━━━━━ ENTRIES SUPPLIED ━━━━━

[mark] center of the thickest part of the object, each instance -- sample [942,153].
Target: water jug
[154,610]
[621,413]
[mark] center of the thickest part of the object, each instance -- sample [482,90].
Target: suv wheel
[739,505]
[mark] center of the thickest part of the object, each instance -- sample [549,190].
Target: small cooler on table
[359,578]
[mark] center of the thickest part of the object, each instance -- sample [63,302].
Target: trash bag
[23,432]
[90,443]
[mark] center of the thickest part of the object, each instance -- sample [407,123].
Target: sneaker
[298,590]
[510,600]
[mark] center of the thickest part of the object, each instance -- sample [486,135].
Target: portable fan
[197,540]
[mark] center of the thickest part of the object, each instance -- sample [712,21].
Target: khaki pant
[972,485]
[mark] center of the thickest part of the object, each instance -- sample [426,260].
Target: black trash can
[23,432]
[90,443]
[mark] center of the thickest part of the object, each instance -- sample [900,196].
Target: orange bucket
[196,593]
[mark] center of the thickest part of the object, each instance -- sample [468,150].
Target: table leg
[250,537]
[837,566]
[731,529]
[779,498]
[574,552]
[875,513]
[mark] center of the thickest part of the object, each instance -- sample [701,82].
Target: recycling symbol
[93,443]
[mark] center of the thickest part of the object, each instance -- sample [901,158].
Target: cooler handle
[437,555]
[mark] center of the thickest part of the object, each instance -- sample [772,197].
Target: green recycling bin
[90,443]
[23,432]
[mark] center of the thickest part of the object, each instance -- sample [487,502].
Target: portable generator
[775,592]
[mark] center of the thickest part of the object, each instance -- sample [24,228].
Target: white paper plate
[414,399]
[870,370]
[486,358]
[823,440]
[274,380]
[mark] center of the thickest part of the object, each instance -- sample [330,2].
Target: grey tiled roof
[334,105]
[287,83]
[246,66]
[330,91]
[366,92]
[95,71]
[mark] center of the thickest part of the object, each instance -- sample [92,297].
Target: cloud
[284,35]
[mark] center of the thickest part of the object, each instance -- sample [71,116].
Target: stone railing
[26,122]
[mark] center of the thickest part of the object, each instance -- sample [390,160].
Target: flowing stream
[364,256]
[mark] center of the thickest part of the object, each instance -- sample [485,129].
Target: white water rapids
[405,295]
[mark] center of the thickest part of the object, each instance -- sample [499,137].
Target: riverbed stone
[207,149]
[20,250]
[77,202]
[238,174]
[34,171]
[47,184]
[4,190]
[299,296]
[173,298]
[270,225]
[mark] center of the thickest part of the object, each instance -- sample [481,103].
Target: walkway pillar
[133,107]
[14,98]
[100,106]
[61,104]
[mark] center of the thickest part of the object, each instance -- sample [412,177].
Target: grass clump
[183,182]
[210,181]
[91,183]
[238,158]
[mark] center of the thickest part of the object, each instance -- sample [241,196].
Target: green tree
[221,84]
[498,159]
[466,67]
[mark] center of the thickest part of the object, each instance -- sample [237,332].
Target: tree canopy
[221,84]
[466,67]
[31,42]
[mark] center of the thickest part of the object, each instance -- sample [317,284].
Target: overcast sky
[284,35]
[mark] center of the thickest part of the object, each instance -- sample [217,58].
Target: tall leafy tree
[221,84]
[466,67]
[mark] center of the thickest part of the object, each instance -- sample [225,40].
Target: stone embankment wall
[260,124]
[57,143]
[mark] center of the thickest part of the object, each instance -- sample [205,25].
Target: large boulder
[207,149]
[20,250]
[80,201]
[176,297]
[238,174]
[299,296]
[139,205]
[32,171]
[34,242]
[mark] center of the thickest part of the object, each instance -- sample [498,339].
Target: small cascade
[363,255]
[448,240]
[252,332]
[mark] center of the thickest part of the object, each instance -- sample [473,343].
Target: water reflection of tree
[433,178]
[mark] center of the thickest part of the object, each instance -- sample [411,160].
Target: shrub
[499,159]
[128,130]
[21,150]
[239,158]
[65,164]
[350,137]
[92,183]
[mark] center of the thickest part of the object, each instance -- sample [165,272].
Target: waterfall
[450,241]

━━━━━

### WHAT YOU SHOULD DO
Reproduce the data verbatim, from the line containing "-- sample [225,40]." up to and including its final line.

### PROBLEM SOLUTION
[mark] center of the thickest part of the object, each instance -- sample [225,40].
Target: stone embankment wall
[260,124]
[57,143]
[mark] center of the thickest part of the object, each instance -- sample [205,25].
Target: large boulder
[207,149]
[20,250]
[80,201]
[176,297]
[238,174]
[299,296]
[139,205]
[32,171]
[34,242]
[mark] center of the thickest part of the object, each instance -- sample [498,339].
Target: small cascade
[363,255]
[448,240]
[252,332]
[mark] center of the thickest part of the object, each instance -- sample [473,343].
Target: water reflection of tree
[433,178]
[mark] center of the thickest part of the object, each instance -- sample [411,160].
Target: shrub
[499,159]
[128,130]
[21,150]
[239,158]
[65,164]
[350,137]
[92,183]
[mark] center of the thickest part of the object, each instance -- sample [165,272].
Target: waterfall
[450,241]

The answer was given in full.